Retos =>
a) Convierte en una lista el párrafo del texto sobre las dos Españas que comienza con «¿Cuándo nace, en realidad», sin perder sus datos principales.
b) Prosigue el texto sobre las dos Españas a partir de su última frase.

Fragmento del documento =>
-------
“Ya hay un español que quiere / vivir, y a
vivir empieza / entre una España que muere / y otra España que bosteza. /
Españolito que vienes / al mundo, te guarde Dios, / una de las dos Españas / ha
de helarte el corazón.” ¿Quién no conoce el famoso poema de
Antonio Machado, sobre esas dos Españas eternamente enfrentadas, que han teñido
de dolor y de sangre esta España, la única España en realidad, durante al menos
dos siglos? Sin embargo, no fue el poeta
andaluz, castellanizado por esa fría Soria de la meseta, y que pudo haber
terminado su carrera como profesor en Cuenca -es sabido su deseo de permutar su plaza en Baeza con el catedrático
de francés del instituto conquense, en un desesperado intento por regresar a su
querida Castilla, deseo que finalmente pudo hacerse realidad con su traslado
definitivo a Segovia-. Antes de él, ya había hablado de esas dos Españas el
novelista canario Benito Pérez Galdós, en alguno de sus inolvidables Episodios
Nacionales, precursores de esa novela histórica que tan de moda está en la
actualidad, y que de manera acertada retratan toda la historia de España a lo
largo del siglo XIX.
¿Cuándo nace, en realidad, el mito de las
dos Españas, que ya es consustancial con toda la historia de España? Difícil
sería encontrar una respuesta a la pregunta que se nos hace. El pintor aragonés
Francisco de Goya ya retrató a esas dos Españas enfrentadas en una de sus
pinturas negras, la que tituló “Duelo a garrotazos”, y que actualmente puede
ser contemplada en el Museo del Prado. No es casual, por otra parte, que este
lienzo fuese pintado, precisamente, entre los años 1820 y 1823, durante el
Trienio Liberal, el mismo arco temporal en el que, para muchos historiadores,
el mito de las dos Españas se convirtió ya en una realidad incuestionable. En
efecto, la España inmediatamente anterior, la de la Guerra de la Independencia
y las Cortes de Cádiz, la que significó la aprobación de la primera
Constitución de nuestra historia, era también una España dividida: dividida
entre absolutistas y liberales; dividida entre patriotas y afrancesados;
dividida entre quienes buscaban renovar las instituciones políticas, al estilo
de lo que ya estaba empezando a suceder en otros países europeos, y los que
deseaban la pervivencia del Antiguo Régimen. Pero no será hasta los años del
Trienio, con el triunfo temporal de los liberales exaltados, enfrentados
incluso con los otros liberales más moderados, los doceañistas, cuando las
posiciones políticas y sociales terminarán de enfrentarse para siempre; y sólo
diez años más tarde, por culpa de ese enfrentamiento, se iniciará el ciclo
periódico de guerras sangrientas -las tres guerras carlistas más la propia
Guerra Civil-, que hasta hace muy poco tiempo, y gracias a la Transición,
creíamos cerrado para siempre.
-------
Datos aportados =>

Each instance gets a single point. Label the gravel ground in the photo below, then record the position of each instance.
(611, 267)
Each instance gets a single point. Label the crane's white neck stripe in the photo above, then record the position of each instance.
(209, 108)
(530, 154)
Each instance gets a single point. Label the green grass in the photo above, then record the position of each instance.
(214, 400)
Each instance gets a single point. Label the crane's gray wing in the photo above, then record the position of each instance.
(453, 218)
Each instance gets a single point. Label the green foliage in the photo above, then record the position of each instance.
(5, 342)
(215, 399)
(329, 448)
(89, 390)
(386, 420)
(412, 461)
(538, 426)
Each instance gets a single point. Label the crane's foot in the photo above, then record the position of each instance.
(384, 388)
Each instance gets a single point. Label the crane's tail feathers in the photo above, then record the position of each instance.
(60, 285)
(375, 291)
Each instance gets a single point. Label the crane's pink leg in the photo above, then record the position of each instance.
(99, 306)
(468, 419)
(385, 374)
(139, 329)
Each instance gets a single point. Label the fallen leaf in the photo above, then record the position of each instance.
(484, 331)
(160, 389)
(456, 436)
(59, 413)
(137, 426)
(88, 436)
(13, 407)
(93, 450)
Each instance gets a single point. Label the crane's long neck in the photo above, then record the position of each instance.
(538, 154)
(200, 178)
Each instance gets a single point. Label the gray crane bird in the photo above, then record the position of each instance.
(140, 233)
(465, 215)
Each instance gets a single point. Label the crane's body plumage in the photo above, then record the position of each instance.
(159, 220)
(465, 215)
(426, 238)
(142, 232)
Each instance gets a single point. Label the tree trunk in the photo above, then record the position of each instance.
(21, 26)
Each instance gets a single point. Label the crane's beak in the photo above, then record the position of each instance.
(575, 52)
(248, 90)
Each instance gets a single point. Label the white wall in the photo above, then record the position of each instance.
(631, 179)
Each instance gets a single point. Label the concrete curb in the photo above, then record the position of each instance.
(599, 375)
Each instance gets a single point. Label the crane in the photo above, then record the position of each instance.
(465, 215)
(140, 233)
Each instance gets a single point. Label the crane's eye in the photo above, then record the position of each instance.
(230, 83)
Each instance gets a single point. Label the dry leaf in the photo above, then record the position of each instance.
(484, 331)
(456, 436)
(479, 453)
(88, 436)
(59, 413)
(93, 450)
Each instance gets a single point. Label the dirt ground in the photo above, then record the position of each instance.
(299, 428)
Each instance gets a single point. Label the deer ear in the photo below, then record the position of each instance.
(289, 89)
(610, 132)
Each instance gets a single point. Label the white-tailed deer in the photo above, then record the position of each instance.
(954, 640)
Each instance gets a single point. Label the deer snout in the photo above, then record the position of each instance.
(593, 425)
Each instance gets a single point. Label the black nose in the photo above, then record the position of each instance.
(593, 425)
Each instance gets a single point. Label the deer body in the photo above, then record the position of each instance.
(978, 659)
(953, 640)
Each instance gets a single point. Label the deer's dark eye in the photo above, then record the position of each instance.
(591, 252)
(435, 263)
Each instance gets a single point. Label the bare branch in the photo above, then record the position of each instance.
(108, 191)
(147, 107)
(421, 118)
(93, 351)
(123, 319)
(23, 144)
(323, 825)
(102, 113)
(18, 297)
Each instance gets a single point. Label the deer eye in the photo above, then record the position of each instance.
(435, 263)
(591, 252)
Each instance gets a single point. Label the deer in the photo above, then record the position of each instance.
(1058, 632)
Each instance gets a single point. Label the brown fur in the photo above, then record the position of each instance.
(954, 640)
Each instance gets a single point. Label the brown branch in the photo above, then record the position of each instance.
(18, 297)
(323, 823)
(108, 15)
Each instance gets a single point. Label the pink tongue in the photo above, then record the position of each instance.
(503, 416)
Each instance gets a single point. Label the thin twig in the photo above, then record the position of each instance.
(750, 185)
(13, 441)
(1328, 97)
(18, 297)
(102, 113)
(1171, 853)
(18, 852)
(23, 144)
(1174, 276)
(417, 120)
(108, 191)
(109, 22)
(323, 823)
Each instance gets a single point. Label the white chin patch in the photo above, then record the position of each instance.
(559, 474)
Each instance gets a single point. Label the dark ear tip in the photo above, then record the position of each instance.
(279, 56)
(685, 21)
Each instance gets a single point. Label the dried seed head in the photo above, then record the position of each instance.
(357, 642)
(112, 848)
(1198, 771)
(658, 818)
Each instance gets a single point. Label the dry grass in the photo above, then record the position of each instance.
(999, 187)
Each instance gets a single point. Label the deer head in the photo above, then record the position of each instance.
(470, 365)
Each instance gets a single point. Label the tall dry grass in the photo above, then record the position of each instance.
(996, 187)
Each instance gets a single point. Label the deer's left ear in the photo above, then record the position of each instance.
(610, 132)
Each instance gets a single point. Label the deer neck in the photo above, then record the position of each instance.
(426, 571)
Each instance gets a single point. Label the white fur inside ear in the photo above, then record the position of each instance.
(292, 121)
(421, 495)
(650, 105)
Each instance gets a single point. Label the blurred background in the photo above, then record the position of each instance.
-------
Soluciones =>
a)
- Es difícil saber cuándo nace el mito de las dos Españas.
- Goya ya retrató a las dos Españas enfrentadas en la pintura negra «Duelo a garrotazos», que hoy se puede ver en el Museo del Prado.
- Ese lienzo se pintó entre 1820 y 1823, durante el Trienio Liberal. Para muchos historiadores, en ese periodo el mito se convirtió en una realidad incuestionable.
- La España inmediatamente anterior también estaba dividida. Fue la de la Guerra de la Independencia y las Cortes de Cádiz, que aprobaron la primera Constitución.
- Esa división enfrentaba a absolutistas y liberales, a patriotas y afrancesados, y a quienes querían renovar las instituciones frente a quienes deseaban mantener el Antiguo Régimen.
- En el Trienio triunfaron temporalmente los liberales exaltados, enfrentados incluso con los liberales moderados, los doceañistas. Entonces las posiciones políticas y sociales terminaron de enfrentarse para siempre.
- Diez años más tarde, por ese enfrentamiento, empezó un ciclo de guerras sangrientas: las tres guerras carlistas y la Guerra Civil. Hasta hace poco se creía cerrado gracias a la Transición.

b)
Sobre la realidad histórica de esta Primera República, sobre sus virtudes y, sobre todo, sobre sus múltiples defectos, es sobre lo que trata el nuevo libro de Jorge Vilches, doctor en Ciencias Políticas y Sociología, y profesor del Historia del Pensamiento y de los Movimientos Sociales y Políticos en la Universidad Complutense de Madrid. El libro lleva un título bastante clarificador: “La Primera República Española (1873-1874). De la utopía al caos”, y en su contraportada podemos leer lo siguiente: “La Federal, como fue conocida, se predicó como una utopía política y social que traería paz, prosperidad y felicidad. Sin embargo, la élite dirigente demostró su desprecio a la democracia prefiriendo la Revolución, el golpe de Estado y la conspiración a la legalidad, el consenso y la educación del pueblo en costumbres públicas democráticas. Pronto el país quedó desgarrado. Entre febrero de 1873 y diciembre de 1874 hubo cinco presidentes, cuyos mandatos estuvieron marcados por la guerra, el desdén de Europa, el desorden público, la desorganización e indisciplina del Ejército y la amenaza de una guerra con Estados Unidos, así como por el cuestionamiento de la unidad nacional con la proclamación del Estado catalán y la expansión del movimiento cantonalista desde Cartagena. El fracaso de la República, último episodio de la Revolución de 1868, se llevó por delante la confianza ciega en el ejercicio de las libertades, y perjudicó la evolución democrática de España.”
Dicho esto, ¿quiénes fueron los
responsables del fracaso de esta primera aventura republicana en nuestro país?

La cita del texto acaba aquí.